Print each line below verbatim, skipping every picture.

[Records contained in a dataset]
·····
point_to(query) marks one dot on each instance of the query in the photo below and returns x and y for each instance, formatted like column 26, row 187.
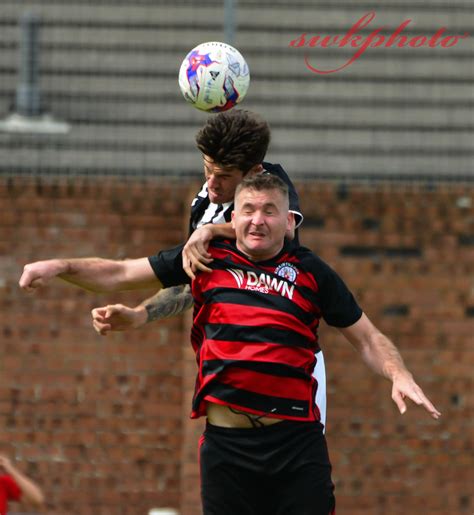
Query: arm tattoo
column 169, row 302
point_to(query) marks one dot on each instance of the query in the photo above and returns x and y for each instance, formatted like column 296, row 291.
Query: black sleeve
column 168, row 267
column 338, row 306
column 277, row 169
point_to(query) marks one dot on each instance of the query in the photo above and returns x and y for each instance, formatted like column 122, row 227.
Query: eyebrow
column 267, row 205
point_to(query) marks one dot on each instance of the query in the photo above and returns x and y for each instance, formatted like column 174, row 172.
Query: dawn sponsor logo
column 262, row 282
·····
** Answer to the problem **
point_to(query) marks one dot on each instance of the query in the photo below and returns x and y for each instance, formatted like column 26, row 187.
Query: arm tattoo
column 169, row 302
point_to(query) marks one dot on each instance of the query in the photo above and returns x and y for each instance, formatted like column 296, row 291.
Query: black sleeve
column 168, row 267
column 338, row 306
column 277, row 169
point_to(query) marks one dot on each instance of the query in the photo above and returns x and y for each instance, formatted like column 122, row 227.
Query: eyebrow
column 267, row 205
point_to(query) marks one dot on each instance of the query in the photo above and returns x and y for each instance, formatted like column 174, row 172.
Query: dawn sponsor logo
column 262, row 282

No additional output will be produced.